Start of Exercise text

SIFT Kernel

SIFT Kernel

MCP server that enforces forensic methodology and prevents hallucinations by requiring evidence links and deterministic verification, exposing 129 forensic operations across 14 categories with auto-correlation and reasoning engine.

Category
Visit Server

README

SIFT Kernel

Forensic Evidence Operating System — An MCP server that makes evidence spoliation architecturally impossible, hallucinations structurally unregisterable, and forensic methodology computationally enforced.

Built for the FIND EVIL! Hackathon by SANS Institute.


Results

Metric Value
Forensic operations 129 across 14 categories (+ 21 reporting/kernel tools)
Reasoning engine (FARE) DSmT/PCR5 evidence fusion + Active Inference (EFE) tool selection + Rough-set confidence tiers
Knowledge base 90 evidence-to-hypothesis rules across 7 artifact categories, 12 attack scenarios
Auto-correlation Temporal proximity + MITRE kill-chain sequencing + shared entity detection
Formal security properties 6 (property-tested, 10,000 scenarios each)
Context overload solved 32 tools exposed (14 category dispatchers + 18 kernel) — not 128 flat
Hallucination rate 0% by construction (findings require evidence links + deterministic verification)
Methodology enforcement Signal-driven reactive FSM (7 states) + capability DAG
Self-correction External-feedback architecture (arXiv:2601.00828) — FARE conflict detection, entropy tracking, bias monitoring
Inference constraint Level 3-4 per Hilgert et al. 2025 (arXiv:2506.00274) — server handles parsing + anomaly detection
Report formats Markdown, JSON, interactive HTML (entropy curve SVG, dark/light toggle, correlation timeline)
Transports stdio + HTTP/SSE (fail-closed bearer auth)

End of Exercise text
Start of Material shown

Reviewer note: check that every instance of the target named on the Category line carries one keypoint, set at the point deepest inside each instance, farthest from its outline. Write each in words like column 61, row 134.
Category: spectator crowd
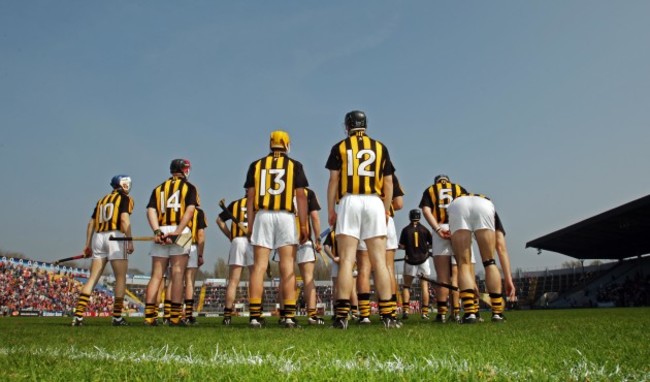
column 26, row 288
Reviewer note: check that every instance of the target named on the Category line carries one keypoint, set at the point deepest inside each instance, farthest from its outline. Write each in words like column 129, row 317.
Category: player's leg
column 406, row 292
column 256, row 285
column 158, row 268
column 424, row 269
column 364, row 270
column 178, row 265
column 390, row 265
column 424, row 287
column 462, row 241
column 347, row 248
column 454, row 295
column 354, row 299
column 486, row 243
column 234, row 275
column 190, row 278
column 309, row 291
column 287, row 255
column 442, row 264
column 377, row 255
column 96, row 268
column 120, row 267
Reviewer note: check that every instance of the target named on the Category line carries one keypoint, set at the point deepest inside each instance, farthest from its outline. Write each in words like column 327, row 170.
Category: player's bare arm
column 90, row 229
column 332, row 188
column 152, row 218
column 125, row 226
column 388, row 193
column 224, row 228
column 200, row 245
column 250, row 210
column 315, row 225
column 303, row 217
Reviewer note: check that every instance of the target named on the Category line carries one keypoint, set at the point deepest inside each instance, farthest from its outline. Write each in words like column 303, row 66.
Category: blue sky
column 543, row 106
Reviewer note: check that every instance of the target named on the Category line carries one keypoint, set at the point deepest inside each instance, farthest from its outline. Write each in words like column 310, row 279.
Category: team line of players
column 278, row 217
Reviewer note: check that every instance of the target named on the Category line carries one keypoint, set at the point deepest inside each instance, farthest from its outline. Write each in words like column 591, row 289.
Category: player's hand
column 331, row 218
column 445, row 233
column 158, row 237
column 511, row 294
column 304, row 235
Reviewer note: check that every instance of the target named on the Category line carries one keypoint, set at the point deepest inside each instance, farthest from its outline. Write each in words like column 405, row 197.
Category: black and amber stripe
column 397, row 192
column 363, row 163
column 274, row 183
column 106, row 215
column 172, row 198
column 238, row 210
column 197, row 223
column 312, row 205
column 439, row 196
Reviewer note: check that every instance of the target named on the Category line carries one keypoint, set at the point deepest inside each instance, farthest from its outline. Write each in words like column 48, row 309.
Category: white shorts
column 361, row 216
column 274, row 229
column 442, row 247
column 471, row 213
column 414, row 270
column 306, row 253
column 104, row 248
column 193, row 261
column 159, row 250
column 241, row 252
column 391, row 240
column 334, row 272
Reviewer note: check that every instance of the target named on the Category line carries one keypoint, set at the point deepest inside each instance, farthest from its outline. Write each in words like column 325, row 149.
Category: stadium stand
column 41, row 289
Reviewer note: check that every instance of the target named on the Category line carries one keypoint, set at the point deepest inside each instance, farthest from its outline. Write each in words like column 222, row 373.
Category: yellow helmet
column 280, row 140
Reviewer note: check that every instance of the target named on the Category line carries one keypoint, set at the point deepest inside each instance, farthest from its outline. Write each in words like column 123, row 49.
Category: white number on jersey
column 106, row 212
column 364, row 167
column 444, row 197
column 173, row 202
column 278, row 179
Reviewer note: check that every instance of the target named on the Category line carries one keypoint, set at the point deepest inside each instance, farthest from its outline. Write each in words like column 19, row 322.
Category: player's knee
column 489, row 262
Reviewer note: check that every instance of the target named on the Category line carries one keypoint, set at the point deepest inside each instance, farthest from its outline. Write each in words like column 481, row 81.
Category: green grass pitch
column 539, row 345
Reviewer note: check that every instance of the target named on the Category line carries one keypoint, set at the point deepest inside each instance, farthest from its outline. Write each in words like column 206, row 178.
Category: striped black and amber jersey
column 237, row 209
column 198, row 223
column 275, row 179
column 172, row 198
column 363, row 162
column 438, row 196
column 498, row 224
column 397, row 192
column 416, row 240
column 108, row 210
column 312, row 205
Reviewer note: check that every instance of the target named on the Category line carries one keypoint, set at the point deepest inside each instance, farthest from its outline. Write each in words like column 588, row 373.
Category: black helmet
column 355, row 119
column 180, row 165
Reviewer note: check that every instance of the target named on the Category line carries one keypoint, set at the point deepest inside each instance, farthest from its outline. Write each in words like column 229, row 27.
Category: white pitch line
column 288, row 362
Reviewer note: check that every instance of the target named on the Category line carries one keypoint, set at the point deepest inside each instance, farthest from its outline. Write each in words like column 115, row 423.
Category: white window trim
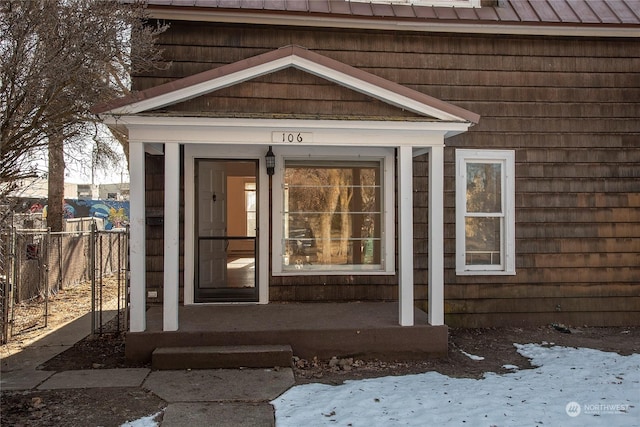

End of Material shown

▶ [What to work on]:
1) Write out the SIFT Kernel README above, everything from "MCP server that enforces" down to "by SANS Institute.".
2) Answer these questions using the SIFT Kernel README above:
(a) For which hackathon, run by which organization, was SIFT Kernel built?
(b) How many formal security properties are listed, and with how many scenarios was each tested?
(c) Which report formats does the server offer?
3) Proceed with the SIFT Kernel README, picking up after its last line above.

▶ [Task-by-task answers]:
1)
MCP server that enforces forensic methodology and prevents hallucinations by requiring evidence links and deterministic verification, exposing 129 forensic operations across 14 categories with auto-correlation and reasoning engine.

Category
Visit Server

README

SIFT Kernel

Forensic Evidence Operating System — An MCP server that makes evidence spoliation architecturally impossible, hallucinations structurally unregisterable, and forensic methodology computationally enforced.

Built for the FIND EVIL! Hackathon by SANS Institute.

2)
(a) The FIND EVIL! Hackathon by SANS Institute.
(b) Six properties, each tested with 10,000 scenarios.
(c) Markdown, JSON, and interactive HTML.

3)
Tested against Real 16GB SRL-2018 E01 disk image (APT compromise)

SUBMISSION COMPLIANCE

Judges: Every turn-in requirement maps to a specific file. Nothing is hidden.

# Requirement Location Status
1 Code repository (public, open source) This repository Done
2 Open source license (MIT or Apache 2.0) LICENSE Done (MIT)
3 README with setup instructions README.md — see "Quick Start" below Done
4 Live deployment URL or local run instructions README.md — see "Quick Start" below Done (local)
5 Text description of features/functionality README.md — see "What It Does" + "How It Works" below Done
6 Demo video (< 5 min, live terminal, audio, self-correction) YouTube + docs/DEMO.md Done
7 Architecture diagram docs/architecture.md Done
8 Evidence dataset documentation docs/DATASET.md Done
9 Accuracy report docs/ACCURACY-REPORT.md Done
10 Agent execution logs docs/EXECUTION-LOGS.md + sift-output/ledger.db Done

Additional Documentation

Document Description
CLAUDE.md Agent skill file — teaches any LLM the investigation loop
docs/ZERO-TRUST-ALIGNMENT.md How architecture maps to Anthropic's Zero Trust for AI Agents (2026)
docs/USER-GUIDE.md Practitioner guide for forensic analysts
docs/DESIGN-DECISIONS.md Architectural choices and rationale
docs/BYPASS-TESTING.md Security bypass attempts and why they fail

What It Does

SIFT Kernel sits between any AI agent (Claude, GPT, Llama, etc.) and the SANS SIFT Workstation's 200+ forensic tools. It provides:

  • 129 forensic operations across 14 categories + 21 reporting tools, exposed via the Model Context Protocol (MCP)
  • Category dispatcher architecture — agent sees 32 tools (14 forensic categories + 18 kernel), each category groups related operations
  • Capability-based security — no shell access exists, read-only evidence mounts
  • Hash-chained evidence ledger — every tool call cryptographically recorded
  • Confidence scoring — findings require evidence links (hallucinations structurally blocked)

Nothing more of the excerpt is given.